Collected data:
-=-=-=-=-
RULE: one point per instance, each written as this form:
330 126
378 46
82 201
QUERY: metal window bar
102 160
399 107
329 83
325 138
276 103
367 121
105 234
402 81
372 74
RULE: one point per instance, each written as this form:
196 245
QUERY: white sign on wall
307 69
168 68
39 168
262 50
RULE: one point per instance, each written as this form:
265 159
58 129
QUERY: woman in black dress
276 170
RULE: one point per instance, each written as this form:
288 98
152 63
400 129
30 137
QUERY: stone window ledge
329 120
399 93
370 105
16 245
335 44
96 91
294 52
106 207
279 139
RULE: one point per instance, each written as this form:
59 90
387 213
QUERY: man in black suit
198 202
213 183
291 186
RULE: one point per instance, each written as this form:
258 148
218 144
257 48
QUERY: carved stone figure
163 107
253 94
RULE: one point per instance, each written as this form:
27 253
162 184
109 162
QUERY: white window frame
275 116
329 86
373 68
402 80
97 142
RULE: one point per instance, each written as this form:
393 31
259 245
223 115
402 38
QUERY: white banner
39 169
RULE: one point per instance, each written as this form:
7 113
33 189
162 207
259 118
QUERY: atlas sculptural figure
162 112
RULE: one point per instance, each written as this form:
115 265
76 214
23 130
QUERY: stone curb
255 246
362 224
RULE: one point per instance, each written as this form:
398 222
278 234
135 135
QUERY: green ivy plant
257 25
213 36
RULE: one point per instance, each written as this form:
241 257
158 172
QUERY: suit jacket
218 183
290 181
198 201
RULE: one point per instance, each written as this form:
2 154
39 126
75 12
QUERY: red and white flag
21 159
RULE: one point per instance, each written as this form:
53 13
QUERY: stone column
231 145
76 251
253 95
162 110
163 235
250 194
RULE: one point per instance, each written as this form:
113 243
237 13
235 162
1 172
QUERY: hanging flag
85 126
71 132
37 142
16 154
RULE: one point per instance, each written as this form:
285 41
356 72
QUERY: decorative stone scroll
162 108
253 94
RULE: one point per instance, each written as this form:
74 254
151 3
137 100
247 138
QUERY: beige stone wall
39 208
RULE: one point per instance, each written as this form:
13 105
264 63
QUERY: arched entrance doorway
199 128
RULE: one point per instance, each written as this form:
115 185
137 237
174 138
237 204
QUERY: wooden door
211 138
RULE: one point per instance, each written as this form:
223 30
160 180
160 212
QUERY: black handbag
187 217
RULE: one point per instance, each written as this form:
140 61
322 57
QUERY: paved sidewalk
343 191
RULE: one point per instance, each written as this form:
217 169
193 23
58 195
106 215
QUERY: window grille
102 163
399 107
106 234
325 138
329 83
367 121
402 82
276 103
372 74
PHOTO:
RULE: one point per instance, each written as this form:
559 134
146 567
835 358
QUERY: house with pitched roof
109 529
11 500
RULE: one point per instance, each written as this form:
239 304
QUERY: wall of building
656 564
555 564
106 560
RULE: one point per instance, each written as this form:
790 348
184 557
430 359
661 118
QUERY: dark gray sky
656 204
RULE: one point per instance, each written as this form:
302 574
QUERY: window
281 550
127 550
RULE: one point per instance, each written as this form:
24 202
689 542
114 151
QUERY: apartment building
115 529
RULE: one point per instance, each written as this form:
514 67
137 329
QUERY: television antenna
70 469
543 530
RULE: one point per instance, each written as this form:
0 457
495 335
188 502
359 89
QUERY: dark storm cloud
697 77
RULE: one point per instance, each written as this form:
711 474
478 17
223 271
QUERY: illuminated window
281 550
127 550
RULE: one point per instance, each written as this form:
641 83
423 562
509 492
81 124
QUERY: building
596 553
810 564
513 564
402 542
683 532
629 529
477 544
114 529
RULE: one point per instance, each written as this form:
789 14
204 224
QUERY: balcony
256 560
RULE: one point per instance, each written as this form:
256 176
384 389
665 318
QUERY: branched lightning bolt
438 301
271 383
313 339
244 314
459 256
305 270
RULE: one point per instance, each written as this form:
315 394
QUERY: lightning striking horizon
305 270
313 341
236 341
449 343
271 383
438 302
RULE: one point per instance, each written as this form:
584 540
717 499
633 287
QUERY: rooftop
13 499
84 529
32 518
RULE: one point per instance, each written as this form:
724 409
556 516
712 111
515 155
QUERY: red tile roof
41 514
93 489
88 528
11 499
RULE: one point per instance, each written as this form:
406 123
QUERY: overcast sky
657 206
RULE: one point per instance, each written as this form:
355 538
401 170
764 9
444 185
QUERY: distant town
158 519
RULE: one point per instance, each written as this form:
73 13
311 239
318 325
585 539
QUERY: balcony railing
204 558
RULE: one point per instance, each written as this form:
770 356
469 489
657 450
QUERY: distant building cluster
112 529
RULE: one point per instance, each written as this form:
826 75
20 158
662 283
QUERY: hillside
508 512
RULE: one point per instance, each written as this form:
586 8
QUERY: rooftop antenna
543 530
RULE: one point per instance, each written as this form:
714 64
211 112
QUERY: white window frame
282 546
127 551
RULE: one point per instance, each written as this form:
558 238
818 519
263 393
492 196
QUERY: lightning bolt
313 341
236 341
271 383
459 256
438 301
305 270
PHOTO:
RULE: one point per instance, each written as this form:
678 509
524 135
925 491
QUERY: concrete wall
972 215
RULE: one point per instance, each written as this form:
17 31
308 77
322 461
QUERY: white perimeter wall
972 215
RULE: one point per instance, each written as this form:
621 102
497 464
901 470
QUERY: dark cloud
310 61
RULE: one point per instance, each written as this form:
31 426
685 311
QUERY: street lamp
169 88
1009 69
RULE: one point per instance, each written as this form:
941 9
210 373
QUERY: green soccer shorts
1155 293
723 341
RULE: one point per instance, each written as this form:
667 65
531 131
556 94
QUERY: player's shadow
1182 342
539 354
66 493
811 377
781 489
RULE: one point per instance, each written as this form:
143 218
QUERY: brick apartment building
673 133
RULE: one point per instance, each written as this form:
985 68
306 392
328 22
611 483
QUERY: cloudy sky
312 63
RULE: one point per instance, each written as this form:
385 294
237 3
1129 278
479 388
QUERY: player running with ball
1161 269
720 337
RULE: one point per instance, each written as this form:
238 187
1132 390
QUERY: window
-=-=-=-=-
Print again each line of the listing above, exactly as it appears.

RULE: one point per instance, each written as this form:
330 126
378 46
82 201
QUERY: metal window bar
102 160
399 107
329 83
325 138
276 103
367 121
105 234
402 81
372 74
RULE: one point per instance, each written as this form:
196 245
QUERY: white sign on wall
307 69
168 68
39 168
262 50
RULE: one point per instance, each written as this form:
265 159
58 129
QUERY: woman in black dress
276 170
RULE: one point per instance, each written as this form:
288 98
152 63
400 129
30 137
QUERY: stone window ledge
329 120
399 93
370 105
16 245
335 44
96 91
294 52
106 207
279 139
RULE: one point per instance, each written as this form:
59 90
387 213
QUERY: man in black suit
198 202
213 183
291 186
RULE: one point per instance, each written as this form:
258 148
218 144
257 48
QUERY: carved stone figure
163 107
253 94
RULE: one point per instance, each written as this form:
27 253
162 184
109 162
QUERY: white window frame
275 116
329 86
373 68
402 80
97 142
RULE: one point per instance, each written as this form:
393 31
259 245
223 115
402 38
QUERY: white banner
39 169
RULE: one point per instance, each written as this form:
7 113
33 189
162 207
259 118
QUERY: atlas sculptural figure
162 112
RULE: one point per instance, each written as this form:
115 265
76 214
23 130
QUERY: stone curb
255 246
362 224
RULE: one point per instance, each written as this form:
398 222
278 234
135 135
QUERY: green ivy plant
257 25
213 36
RULE: one point per instance, each written as this form:
241 257
158 172
QUERY: suit jacket
218 183
290 181
198 201
RULE: one point per instance, each written as this form:
2 154
39 126
75 12
QUERY: red and white flag
21 159
RULE: one point per instance, each written as this form:
53 13
QUERY: stone column
231 145
76 251
253 95
162 110
163 235
250 194
RULE: one point per instance, each written as this form:
113 243
237 13
235 162
1 172
QUERY: hanging flag
85 126
71 132
37 142
16 154
RULE: one point per instance, each written as this form:
285 41
356 72
QUERY: decorative stone scroll
162 108
253 94
RULE: one point per instance, each written as this form:
74 254
151 3
137 100
247 138
QUERY: beige stone wall
39 208
RULE: one point per instance, each written as this form:
13 105
264 63
QUERY: arched entrance doorway
199 128
RULE: one point per instance, each written as this form:
115 185
137 237
174 138
237 204
QUERY: wooden door
211 138
RULE: one point per instance, each written as this form:
223 30
160 180
160 212
QUERY: black handbag
187 217
RULE: one point per instance, each written as this form:
140 61
322 57
QUERY: paved sidewalk
343 191
RULE: one point per instance, each written as this form:
217 169
193 23
58 195
106 215
QUERY: window grille
102 163
399 107
106 234
325 138
329 83
367 121
402 82
276 103
372 74
PHOTO:
RULE: one point per instance, each written as this form:
559 134
146 567
835 358
QUERY: house with pitched roof
109 529
11 500
RULE: one point per instance, each written as this form:
239 304
QUERY: wall of building
656 564
555 564
106 560
RULE: one point per instance, each written as this form:
790 348
184 557
430 359
661 118
QUERY: dark gray sky
656 204
RULE: one point per instance, each written as this form:
302 574
QUERY: window
281 550
127 550
RULE: one point per instance, each written as this form:
24 202
689 542
114 151
QUERY: apartment building
115 529
RULE: one point per instance, each written as this form:
514 67
137 329
QUERY: television antenna
70 469
543 530
RULE: one point per instance, each written as this form:
0 457
495 335
188 502
359 89
QUERY: dark storm cloud
697 77
RULE: one point per instance, each written as this form:
711 474
478 17
223 271
QUERY: illuminated window
281 550
127 550
RULE: one point per instance, each written as this form:
641 83
423 562
509 492
81 124
QUERY: building
596 553
810 564
513 564
402 542
683 532
629 529
477 544
114 529
RULE: one point per instance, each written as this form:
789 14
204 224
QUERY: balcony
256 560
RULE: one point per instance, each written as this form:
256 176
384 389
665 318
QUERY: branched lightning bolt
438 301
271 383
313 339
244 314
459 256
305 270
RULE: one point per instance, each written as this form:
315 394
QUERY: lightning striking horizon
305 270
313 341
236 341
449 343
271 383
438 302
RULE: one point per instance, each written as this form:
584 540
717 499
633 287
QUERY: rooftop
13 499
84 529
32 518
RULE: one point per instance, each written as this form:
724 409
556 516
712 111
515 155
QUERY: red tile roof
41 514
93 489
88 528
11 499
RULE: one point per instance, each written as this form:
406 123
QUERY: overcast sky
657 206
RULE: one point per instance, each written as this form:
355 538
401 170
764 9
444 185
QUERY: distant town
158 519
RULE: one point per instance, each written as this form:
73 13
311 239
318 325
585 539
QUERY: balcony railing
204 558
RULE: one point per instance, each written as this form:
770 356
469 489
657 450
QUERY: distant building cluster
112 529
RULE: one point per instance, each written as this form:
826 75
20 158
662 283
QUERY: hillside
508 512
RULE: one point per instance, each written as this form:
586 8
QUERY: rooftop antenna
543 530
RULE: one point per instance, each written as this form:
714 64
211 112
QUERY: white window frame
282 546
127 551
RULE: one point per instance, each written as this form:
558 238
818 519
263 393
492 196
QUERY: lightning bolt
313 341
236 341
271 383
459 256
438 301
305 270
PHOTO:
RULE: one point per instance, each written as this form:
678 509
524 135
925 491
QUERY: concrete wall
972 215
RULE: one point per instance, each written as this form:
17 31
308 77
322 461
QUERY: white perimeter wall
972 215
RULE: one point per instance, each written as this form:
621 102
497 464
901 470
QUERY: dark cloud
310 61
RULE: one point per instance, each written as this form:
31 426
685 311
QUERY: street lamp
169 88
1009 69
RULE: one point per instance, each written as this form:
941 9
210 373
QUERY: green soccer shorts
1155 293
723 341
RULE: one point per instance, each written as this form:
667 65
531 131
556 94
QUERY: player's shadow
1182 342
539 354
66 493
811 377
781 489
RULE: one point per instance, each written as this form:
143 218
QUERY: brick apartment building
673 133
RULE: one point per instance, each written as this form:
985 68
306 392
328 22
611 483
QUERY: cloudy sky
312 63
RULE: one point per instance, each written as this form:
385 294
237 3
1129 278
479 388
QUERY: player running with ball
1161 269
720 337
RULE: one point per instance, each written as this form:
238 187
1132 390
QUERY: window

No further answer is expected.